Required task:
Rewrite the material below with every "wooden" swapped for "oak", keeping everything else the same.

··· Data for this exercise ···

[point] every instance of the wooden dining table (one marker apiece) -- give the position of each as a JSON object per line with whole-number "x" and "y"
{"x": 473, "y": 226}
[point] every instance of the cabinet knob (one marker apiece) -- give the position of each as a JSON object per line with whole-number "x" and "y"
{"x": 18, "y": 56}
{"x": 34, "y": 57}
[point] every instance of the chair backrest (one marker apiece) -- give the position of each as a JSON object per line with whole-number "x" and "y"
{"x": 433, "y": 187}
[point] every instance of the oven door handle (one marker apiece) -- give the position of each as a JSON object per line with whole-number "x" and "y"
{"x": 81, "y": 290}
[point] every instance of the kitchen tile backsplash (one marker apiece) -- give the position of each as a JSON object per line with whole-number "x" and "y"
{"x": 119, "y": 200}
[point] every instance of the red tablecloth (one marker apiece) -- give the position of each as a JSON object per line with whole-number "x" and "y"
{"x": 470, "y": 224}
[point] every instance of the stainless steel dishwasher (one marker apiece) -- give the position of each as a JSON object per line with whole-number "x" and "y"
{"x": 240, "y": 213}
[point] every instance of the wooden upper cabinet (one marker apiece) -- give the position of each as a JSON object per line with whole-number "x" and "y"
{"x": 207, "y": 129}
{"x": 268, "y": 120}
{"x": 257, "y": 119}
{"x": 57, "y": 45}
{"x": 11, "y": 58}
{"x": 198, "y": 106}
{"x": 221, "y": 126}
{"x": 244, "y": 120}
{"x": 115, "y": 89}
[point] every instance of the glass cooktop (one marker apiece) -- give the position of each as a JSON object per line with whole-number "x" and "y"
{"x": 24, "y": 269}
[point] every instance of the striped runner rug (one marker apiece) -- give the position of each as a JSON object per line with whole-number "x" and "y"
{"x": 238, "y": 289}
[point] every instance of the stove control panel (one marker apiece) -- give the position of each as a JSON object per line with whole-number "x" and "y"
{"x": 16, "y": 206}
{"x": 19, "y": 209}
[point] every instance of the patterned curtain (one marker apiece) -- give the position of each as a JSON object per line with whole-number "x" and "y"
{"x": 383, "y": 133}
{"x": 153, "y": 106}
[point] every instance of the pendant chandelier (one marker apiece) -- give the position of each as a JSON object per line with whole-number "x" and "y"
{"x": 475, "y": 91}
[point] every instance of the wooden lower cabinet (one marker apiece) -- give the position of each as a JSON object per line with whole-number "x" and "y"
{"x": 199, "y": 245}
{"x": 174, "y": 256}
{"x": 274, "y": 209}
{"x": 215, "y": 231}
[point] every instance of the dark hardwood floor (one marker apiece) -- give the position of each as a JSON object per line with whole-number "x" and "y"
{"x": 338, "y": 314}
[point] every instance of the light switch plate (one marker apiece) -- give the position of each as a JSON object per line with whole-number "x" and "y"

···

Written response:
[point] every instance of the oak dining table (one marker apiece) -- give the position of each as a JSON object per line with whole-number "x" and "y"
{"x": 473, "y": 226}
[point] every instance of the cabinet knob (one marker apiece) -- give the position of each as a JSON object per line with whole-number "x" and "y"
{"x": 18, "y": 56}
{"x": 34, "y": 57}
[point] every instance of the chair backrest (one marker apiece) -- give the position of each as a JSON object per line with whole-number "x" and "y"
{"x": 433, "y": 187}
[point] every instance of the oven door handle (one marker apiece) -- give the position of each as a JSON object per line with whole-number "x" and "y"
{"x": 81, "y": 290}
[point] every instance of the kitchen tile backsplash (one marker apiece) -- give the position of each as a JSON object per line with whole-number "x" and "y"
{"x": 119, "y": 200}
[point] every instance of the red tablecloth (one marker apiece) -- give the position of each as a JSON object per line with whole-number "x" and "y"
{"x": 470, "y": 224}
[point] every instance of the stainless steel dishwasher (one marker apiece) -- give the position of each as a JSON object per line with whole-number "x" and "y"
{"x": 240, "y": 213}
[point] every instance of the oak upper cabinet (one marker apiece) -- give the position of each as a JSON object per line with whole-number "x" and "y"
{"x": 207, "y": 129}
{"x": 268, "y": 120}
{"x": 257, "y": 119}
{"x": 57, "y": 45}
{"x": 11, "y": 58}
{"x": 198, "y": 106}
{"x": 221, "y": 126}
{"x": 244, "y": 120}
{"x": 115, "y": 89}
[point] every instance of the glass cooktop (one marker apiece) -- give the position of each as a JSON object per line with whole-number "x" and "y"
{"x": 24, "y": 269}
[point] every instance of the striped runner rug (one marker apiece) -- give the position of each as a JSON object per line with whole-number "x" and "y"
{"x": 238, "y": 289}
[point] every instance of the stove control panel (one marker apiece) -- give the position of each as a JSON object per line with whole-number "x" and "y"
{"x": 16, "y": 206}
{"x": 19, "y": 209}
[point] every instance of the patterned curtain (one marker apiece) -- give the position of each as a JSON object per line with whole-number "x" and "y"
{"x": 383, "y": 133}
{"x": 153, "y": 106}
[point] every instance of the pendant chandelier (one marker apiece) -- give the position of each as a JSON object per line with whole-number "x" and "y"
{"x": 475, "y": 91}
[point] every instance of the oak lower cabinet (one marker apiece) -- give the position of each as a JSON object per line with whole-number "x" and "y"
{"x": 199, "y": 245}
{"x": 174, "y": 256}
{"x": 274, "y": 209}
{"x": 215, "y": 231}
[point] every instance of the dark hardwood floor (one marker apiece) -- give the position of each as a JSON object per line with whole-number "x" and "y"
{"x": 338, "y": 314}
[point] every instance of the light switch plate (one marker apiece) -- give the position of each as a JSON object per line with whole-number "x" and "y"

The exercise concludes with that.